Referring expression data
====================

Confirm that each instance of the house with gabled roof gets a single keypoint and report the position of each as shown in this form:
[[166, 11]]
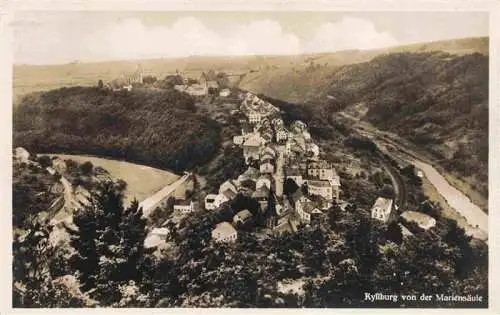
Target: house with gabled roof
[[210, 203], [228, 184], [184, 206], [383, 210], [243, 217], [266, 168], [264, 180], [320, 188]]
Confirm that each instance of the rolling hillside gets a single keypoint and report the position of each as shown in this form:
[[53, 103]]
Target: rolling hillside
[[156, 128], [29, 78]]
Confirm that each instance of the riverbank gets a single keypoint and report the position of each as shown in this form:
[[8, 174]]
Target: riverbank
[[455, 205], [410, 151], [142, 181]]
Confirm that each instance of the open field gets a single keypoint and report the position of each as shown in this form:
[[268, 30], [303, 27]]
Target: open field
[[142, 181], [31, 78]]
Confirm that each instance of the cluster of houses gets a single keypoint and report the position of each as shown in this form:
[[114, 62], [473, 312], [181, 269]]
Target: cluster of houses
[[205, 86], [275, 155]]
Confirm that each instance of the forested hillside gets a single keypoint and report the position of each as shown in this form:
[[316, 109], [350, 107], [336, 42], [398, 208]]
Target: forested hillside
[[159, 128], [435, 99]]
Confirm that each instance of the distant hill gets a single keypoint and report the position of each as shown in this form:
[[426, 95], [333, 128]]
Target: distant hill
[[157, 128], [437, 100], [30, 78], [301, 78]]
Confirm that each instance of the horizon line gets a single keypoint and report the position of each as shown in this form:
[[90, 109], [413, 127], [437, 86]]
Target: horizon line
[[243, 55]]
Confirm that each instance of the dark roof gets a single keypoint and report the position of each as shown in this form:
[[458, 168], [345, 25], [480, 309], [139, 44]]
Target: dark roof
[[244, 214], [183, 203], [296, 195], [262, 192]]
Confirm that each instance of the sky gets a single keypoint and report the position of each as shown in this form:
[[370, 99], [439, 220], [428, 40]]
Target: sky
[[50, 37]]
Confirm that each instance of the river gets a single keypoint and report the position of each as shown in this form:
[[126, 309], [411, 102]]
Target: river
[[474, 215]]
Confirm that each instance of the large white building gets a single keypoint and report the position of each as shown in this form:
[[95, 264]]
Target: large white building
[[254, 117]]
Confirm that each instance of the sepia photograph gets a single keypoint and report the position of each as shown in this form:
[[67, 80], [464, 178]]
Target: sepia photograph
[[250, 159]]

====================

Write out each entry exactly, images excluded.

Confirm that each instance of the house with gabled roof gets a single keypoint and report the position of each as shown in this form:
[[166, 11]]
Target: house with gabled roof
[[210, 203], [228, 184], [184, 206], [383, 210], [243, 217], [266, 168], [264, 180], [320, 188]]
Confirm that each instance of the rolling hillside gets a single keypoint and report the position of each as shown in this form:
[[53, 103]]
Target: rolling hillside
[[156, 128], [29, 78]]
Confirm that each instance of the riverbank gets a single keypoint and report the position of each as shown in this form:
[[8, 174]]
Target: riverbank
[[455, 205], [410, 151], [142, 181]]
Confirm that each instance of the open field gets a single keypoint and report the position of each as shown in this form:
[[268, 30], [303, 27]]
Target: open field
[[142, 181], [31, 78]]
Confirm that each instance of the cluster of houses gets a single keypoint and report the position of each as shown in this form:
[[114, 62], [473, 312], [181, 269]]
Target: cluster of houses
[[205, 86], [275, 155]]
Confirm that each instance of the forested hillside gets a single keypoint and report the position of each as shown in this form:
[[316, 109], [350, 107], [336, 42], [398, 208]]
Target: forested hillside
[[159, 128], [435, 99]]
Confirm that each instance of the distant hill gets a single keypoint and report the position of each as shown in this form:
[[426, 95], [333, 128]]
Target: distant hill
[[157, 128], [437, 100], [30, 78], [301, 78]]
Confirm that each instance of the horizon line gets a single keypoint and report the position of each as shown in this form:
[[90, 109], [413, 127], [437, 86]]
Target: horizon line
[[243, 55]]
Confirm that each instance of the dark roof gets a single keypoint and report the position of each as shown in this form:
[[458, 168], [345, 25], [480, 309], [139, 44]]
Target: dark roof
[[244, 214], [183, 203], [296, 195], [262, 192]]
Confirm that each instance of the sky gets a single keypoint and report the position of each as shown in this form:
[[370, 99], [439, 220], [428, 40]]
Target: sky
[[50, 37]]
Confirm that each instance of the river gets a single keypoint and report the position of each as shown in this form:
[[126, 309], [411, 102]]
Target: river
[[474, 215]]
Confirm that each instance of the large white building gets a single keypoint and report the position of each as shown in this form:
[[95, 264]]
Target: large white building
[[254, 117]]
Confirm that each instance of the sepia photograph gets a single keypoint and report the position of each as shown in this form:
[[67, 80], [464, 178]]
Target: sepia photograph
[[250, 159]]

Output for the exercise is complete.